> **EXTRACTED TEXT**
_ _ _
Re: Basic Q on superfluous primary keys - Mailing list pgsql-performance

From Bill Moran
Subject Re: Basic Q on superfluous primary keys
Date
Msg-id 20070414075947.e5fbeec8.wmoran@collaborativefusion.com
Whole thread Raw
In response to Basic Q on superfluous primary keys  ("Kynn Jones" <kynnjo@gmail.com>)
Responses Re: Basic Q on superfluous primary keys
List pgsql-performance
In response to "Kynn Jones" <kynnjo@gmail.com>:

> Consider these two very similar schemas:
>
> Schema 1:
>
>
> CREATE TABLE foo (
>   id serial PRIMARY KEY,
>   frobnitz character(varying 100) NOT NULL UNIQUE
> );
>
>
> CREATE TABLE bar (
>   id serial PRIMARY KEY,
>   foo_id int REFERENCES foo(id)
> )
>
>
> Schema 2:
>
>
> CREATE TABLE foo (
>   frobnitz character(varying 100) PRIMARY KEY
> );
>
>
> CREATE TABLE bar (
>   id serial PRIMARY KEY,
>   frobnitz character(varying 100) REFERENCES foo(frobnitz)
> )
>
>
>
>
> The two situations are semantically identical: each record in table bar
> refers to a record in table foo.  The difference is that in the first
> schema, this referencing is done through an "artificial" serial-integer
> primary key, while in the second schema this reference is done through a
> data field that happens to be unique and not null, so it can serve as
> primary key.
_ _ _
> **SHORT TASK 1**
Answer these questions about the mailing-list post:
(a) Who sent the message?
(b) In Schema 2, which column serves as the primary key of table foo?
(c) In the first schema, through what is the reference from bar to foo made?
> **SHORT TASK 2**
In the entries, between the line holding "identify the bush" and the line holding "[0, 93, 499, 297]", inclusive, can you substitute "tune a detector" for "calibrate a detector" and return only those lines, leaving everything else unchanged?

(Entries from an annotation dataset)
_ _ _
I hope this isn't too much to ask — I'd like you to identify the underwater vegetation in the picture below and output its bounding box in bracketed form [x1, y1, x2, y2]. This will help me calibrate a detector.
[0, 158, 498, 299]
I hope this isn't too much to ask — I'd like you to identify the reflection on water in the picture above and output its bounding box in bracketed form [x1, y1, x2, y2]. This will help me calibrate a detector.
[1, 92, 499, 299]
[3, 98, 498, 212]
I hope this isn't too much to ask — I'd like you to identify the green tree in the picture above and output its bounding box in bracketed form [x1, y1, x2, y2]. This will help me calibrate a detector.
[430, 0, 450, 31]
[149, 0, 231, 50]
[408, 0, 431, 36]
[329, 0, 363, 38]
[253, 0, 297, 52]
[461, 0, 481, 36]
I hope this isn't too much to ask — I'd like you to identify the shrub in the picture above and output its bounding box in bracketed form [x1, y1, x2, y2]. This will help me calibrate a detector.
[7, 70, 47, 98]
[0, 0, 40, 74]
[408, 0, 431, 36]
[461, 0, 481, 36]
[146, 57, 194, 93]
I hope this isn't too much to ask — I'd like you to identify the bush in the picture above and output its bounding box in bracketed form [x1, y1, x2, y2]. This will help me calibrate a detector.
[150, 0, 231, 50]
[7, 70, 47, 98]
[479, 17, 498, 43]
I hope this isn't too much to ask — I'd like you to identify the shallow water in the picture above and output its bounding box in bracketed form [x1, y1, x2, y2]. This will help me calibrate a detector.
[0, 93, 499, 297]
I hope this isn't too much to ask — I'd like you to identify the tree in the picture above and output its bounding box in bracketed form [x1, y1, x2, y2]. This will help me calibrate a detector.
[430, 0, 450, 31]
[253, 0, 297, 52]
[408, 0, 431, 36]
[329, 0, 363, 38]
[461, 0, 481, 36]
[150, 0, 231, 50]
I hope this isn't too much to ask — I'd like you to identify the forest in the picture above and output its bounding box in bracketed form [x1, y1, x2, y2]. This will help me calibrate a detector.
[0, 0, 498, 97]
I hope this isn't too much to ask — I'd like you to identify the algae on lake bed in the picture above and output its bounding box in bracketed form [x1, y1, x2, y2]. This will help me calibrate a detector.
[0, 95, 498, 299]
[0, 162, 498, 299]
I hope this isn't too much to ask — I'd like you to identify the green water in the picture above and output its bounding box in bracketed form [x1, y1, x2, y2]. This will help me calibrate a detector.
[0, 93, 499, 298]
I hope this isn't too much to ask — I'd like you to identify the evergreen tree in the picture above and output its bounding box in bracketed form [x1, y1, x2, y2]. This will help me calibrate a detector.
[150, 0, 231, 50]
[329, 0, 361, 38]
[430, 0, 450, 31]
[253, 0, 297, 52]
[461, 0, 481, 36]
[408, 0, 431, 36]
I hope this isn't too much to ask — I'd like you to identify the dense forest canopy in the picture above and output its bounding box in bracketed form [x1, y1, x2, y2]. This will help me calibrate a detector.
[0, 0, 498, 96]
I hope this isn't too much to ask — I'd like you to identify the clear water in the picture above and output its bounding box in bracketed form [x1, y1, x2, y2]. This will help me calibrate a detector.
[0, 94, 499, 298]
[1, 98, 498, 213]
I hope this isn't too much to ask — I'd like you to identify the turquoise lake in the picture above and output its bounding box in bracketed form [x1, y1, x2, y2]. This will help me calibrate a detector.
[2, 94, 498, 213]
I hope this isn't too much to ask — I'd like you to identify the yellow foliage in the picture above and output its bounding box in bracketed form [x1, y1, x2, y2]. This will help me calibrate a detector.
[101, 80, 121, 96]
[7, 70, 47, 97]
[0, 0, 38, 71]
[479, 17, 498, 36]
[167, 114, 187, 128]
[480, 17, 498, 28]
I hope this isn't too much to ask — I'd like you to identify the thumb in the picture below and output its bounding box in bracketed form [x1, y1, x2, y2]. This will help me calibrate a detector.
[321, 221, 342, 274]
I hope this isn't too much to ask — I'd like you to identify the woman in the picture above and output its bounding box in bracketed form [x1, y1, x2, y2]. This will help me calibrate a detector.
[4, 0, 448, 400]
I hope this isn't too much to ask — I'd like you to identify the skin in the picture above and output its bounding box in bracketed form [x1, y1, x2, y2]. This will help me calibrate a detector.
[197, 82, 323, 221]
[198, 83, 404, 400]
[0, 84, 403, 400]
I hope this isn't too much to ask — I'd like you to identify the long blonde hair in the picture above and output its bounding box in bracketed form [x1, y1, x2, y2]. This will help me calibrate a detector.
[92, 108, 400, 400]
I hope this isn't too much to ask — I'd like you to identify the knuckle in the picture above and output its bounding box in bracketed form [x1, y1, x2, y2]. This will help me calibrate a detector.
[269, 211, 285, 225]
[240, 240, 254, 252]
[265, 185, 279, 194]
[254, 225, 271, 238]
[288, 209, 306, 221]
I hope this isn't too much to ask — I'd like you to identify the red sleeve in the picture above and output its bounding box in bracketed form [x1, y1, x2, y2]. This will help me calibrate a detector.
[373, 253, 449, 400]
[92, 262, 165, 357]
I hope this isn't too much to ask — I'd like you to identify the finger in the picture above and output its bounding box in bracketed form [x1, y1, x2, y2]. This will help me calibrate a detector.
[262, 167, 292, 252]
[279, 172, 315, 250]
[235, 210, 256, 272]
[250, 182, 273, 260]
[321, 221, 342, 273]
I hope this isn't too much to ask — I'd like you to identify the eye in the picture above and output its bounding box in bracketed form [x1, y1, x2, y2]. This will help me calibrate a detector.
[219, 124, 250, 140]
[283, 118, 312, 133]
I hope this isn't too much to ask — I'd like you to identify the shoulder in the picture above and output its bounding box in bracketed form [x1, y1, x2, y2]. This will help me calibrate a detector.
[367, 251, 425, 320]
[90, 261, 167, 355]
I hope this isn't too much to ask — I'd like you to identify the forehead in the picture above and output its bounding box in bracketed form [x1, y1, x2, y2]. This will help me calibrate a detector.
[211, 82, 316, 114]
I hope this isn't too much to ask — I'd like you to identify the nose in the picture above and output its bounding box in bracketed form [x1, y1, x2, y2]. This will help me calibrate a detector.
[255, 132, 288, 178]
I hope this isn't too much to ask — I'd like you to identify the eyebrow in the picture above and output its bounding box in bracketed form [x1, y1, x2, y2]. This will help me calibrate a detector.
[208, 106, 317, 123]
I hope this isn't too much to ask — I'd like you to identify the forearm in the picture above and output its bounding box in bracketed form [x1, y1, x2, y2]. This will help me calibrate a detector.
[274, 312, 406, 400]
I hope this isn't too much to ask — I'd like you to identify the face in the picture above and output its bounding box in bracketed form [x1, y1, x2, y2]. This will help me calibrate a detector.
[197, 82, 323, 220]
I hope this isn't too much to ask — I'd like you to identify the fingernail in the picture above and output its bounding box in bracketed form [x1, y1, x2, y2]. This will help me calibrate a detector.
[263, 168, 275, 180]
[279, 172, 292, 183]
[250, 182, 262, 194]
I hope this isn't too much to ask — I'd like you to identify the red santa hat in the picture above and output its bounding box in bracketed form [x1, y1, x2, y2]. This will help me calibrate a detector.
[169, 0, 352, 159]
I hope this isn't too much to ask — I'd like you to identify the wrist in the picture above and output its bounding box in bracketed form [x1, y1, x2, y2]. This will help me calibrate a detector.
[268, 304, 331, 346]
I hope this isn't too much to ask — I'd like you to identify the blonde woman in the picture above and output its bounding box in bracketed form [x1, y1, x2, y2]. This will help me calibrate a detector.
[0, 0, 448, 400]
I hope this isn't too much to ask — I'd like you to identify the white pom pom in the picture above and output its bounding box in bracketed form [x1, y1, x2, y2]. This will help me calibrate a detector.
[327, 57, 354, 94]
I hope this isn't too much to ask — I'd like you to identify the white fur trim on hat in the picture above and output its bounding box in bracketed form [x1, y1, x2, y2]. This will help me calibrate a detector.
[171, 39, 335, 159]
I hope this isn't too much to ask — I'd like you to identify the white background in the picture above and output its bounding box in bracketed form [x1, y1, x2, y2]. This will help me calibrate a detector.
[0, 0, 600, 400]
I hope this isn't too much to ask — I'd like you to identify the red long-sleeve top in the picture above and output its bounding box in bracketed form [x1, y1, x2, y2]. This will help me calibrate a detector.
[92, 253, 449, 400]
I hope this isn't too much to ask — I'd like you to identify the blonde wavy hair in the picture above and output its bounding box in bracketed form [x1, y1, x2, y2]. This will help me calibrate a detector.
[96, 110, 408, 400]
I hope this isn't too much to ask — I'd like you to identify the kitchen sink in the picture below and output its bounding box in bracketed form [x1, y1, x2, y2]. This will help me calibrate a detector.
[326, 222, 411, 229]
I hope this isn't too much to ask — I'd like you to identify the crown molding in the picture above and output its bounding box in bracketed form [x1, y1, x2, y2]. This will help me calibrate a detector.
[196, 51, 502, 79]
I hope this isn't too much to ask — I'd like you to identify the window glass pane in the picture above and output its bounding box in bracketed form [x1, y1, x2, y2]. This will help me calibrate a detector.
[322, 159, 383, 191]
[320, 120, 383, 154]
_ _ _
> **RESPONSE 1**
(a) Bill Moran
(b) frobnitz
(c) An "artificial" serial-integer primary key

> **RESPONSE 2**
I hope this isn't too much to ask — I'd like you to identify the bush in the picture above and output its bounding box in bracketed form [x1, y1, x2, y2]. This will help me tune a detector.
[150, 0, 231, 50]
[7, 70, 47, 98]
[479, 17, 498, 43]
I hope this isn't too much to ask — I'd like you to identify the shallow water in the picture above and output its bounding box in bracketed form [x1, y1, x2, y2]. This will help me tune a detector.
[0, 93, 499, 297]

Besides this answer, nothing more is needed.